• **YOUR OBJECTIVE**
Revise the data from the line containing "Thank you for the photo. Could you pin the grassy" through the end of the data, changing "green bush" to "leafy shrub" and leaving everything else as it is.

[Collected data entries]
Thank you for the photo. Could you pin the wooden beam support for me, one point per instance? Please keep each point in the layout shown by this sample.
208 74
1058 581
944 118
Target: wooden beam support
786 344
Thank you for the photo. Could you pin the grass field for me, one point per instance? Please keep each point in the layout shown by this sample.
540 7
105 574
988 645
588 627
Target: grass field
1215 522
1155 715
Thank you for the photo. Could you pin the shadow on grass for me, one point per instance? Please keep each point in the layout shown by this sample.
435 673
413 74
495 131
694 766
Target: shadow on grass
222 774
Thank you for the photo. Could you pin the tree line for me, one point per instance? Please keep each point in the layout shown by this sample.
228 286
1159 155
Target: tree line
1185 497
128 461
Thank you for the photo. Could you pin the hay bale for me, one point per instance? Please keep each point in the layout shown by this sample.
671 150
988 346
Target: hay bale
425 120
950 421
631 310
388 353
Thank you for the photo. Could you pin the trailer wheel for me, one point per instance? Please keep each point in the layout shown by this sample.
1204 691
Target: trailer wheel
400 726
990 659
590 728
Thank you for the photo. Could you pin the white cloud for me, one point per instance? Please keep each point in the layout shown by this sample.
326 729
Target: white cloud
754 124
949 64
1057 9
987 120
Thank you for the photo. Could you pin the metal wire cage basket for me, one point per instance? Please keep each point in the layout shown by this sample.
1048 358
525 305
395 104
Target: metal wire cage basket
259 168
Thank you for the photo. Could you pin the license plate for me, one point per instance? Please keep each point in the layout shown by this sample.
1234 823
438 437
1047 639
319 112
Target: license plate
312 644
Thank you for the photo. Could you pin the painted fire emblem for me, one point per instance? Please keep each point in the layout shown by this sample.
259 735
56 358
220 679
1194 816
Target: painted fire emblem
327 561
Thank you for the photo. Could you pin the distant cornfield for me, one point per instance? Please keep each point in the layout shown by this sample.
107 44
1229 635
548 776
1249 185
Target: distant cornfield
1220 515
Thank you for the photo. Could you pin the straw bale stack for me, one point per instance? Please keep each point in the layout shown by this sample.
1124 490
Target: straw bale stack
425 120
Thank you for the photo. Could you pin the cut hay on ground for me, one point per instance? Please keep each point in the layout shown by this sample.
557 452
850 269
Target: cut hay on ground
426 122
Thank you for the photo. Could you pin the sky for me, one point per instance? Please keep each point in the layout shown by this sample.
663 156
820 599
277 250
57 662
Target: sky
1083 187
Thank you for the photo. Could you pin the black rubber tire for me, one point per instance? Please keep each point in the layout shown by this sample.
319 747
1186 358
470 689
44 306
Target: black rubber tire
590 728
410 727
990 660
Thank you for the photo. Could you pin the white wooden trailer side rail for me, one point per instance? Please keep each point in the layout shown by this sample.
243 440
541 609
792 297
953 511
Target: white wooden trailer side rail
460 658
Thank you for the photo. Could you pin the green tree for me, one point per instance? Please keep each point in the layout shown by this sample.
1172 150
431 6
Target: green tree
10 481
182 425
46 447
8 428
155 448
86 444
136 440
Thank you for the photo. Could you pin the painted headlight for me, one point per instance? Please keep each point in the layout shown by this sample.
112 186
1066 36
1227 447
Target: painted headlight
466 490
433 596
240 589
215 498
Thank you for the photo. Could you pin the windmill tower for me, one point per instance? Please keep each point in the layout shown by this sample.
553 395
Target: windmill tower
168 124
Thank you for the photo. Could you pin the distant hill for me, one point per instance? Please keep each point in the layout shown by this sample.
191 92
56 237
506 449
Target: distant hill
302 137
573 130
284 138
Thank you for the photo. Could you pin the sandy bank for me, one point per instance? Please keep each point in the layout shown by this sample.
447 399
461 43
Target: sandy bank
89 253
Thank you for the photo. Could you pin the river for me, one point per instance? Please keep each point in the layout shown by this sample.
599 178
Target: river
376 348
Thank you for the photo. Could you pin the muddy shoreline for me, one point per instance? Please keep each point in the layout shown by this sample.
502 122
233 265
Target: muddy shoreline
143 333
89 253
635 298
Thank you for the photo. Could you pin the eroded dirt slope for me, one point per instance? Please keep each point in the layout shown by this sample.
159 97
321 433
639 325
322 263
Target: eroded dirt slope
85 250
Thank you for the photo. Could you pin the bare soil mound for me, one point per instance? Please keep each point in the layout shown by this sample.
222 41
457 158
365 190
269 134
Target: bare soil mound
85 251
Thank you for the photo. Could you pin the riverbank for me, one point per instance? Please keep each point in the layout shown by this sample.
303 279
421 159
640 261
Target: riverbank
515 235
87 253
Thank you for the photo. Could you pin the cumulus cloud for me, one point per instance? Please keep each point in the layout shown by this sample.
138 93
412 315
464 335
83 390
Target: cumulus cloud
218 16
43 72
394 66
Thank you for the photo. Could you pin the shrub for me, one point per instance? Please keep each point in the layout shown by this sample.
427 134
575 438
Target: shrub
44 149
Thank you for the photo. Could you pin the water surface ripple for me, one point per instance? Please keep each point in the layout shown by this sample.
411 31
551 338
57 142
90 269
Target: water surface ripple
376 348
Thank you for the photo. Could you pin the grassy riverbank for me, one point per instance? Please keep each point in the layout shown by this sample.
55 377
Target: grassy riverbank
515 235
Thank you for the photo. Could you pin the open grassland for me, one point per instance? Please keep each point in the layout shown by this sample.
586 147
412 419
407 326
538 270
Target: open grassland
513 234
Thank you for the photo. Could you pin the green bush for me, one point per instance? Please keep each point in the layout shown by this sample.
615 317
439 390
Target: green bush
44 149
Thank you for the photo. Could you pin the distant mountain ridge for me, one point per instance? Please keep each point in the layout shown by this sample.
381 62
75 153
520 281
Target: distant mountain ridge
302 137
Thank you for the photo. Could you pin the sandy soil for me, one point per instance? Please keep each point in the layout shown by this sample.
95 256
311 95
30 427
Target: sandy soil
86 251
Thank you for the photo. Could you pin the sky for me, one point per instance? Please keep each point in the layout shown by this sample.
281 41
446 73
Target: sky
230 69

• **TASK RESULT**
Thank you for the photo. Could you pin the grassy riverbank for me, one point per instance? Please keep each point in the layout shown by this sample.
55 377
Target: grassy riverbank
515 235
Thank you for the photo. Could you pin the open grassland for me, one point per instance? Please keep each point in the layout shown by this sample.
586 147
412 419
407 326
538 270
Target: open grassland
513 234
Thank you for the photo. Could you pin the leafy shrub for me, one point per instance? Please keep each point in the layout shown by this sample.
615 317
439 390
Target: leafy shrub
44 149
Thank you for the photo. Could you pin the distant mountain ridge for me, one point per instance? Please keep each point in the layout shown by this sample.
381 62
75 153
520 281
Target: distant mountain ridge
302 137
Thank you for the photo. Could you pin the sandy soil for me, one point per instance? Please keep each point in the layout shown by this sample.
95 256
311 95
30 427
Target: sandy soil
86 251
Thank you for the photo. Could you pin the sky for me, one point per instance? Please keep each point in the layout shown by this sample.
281 41
446 73
Target: sky
230 69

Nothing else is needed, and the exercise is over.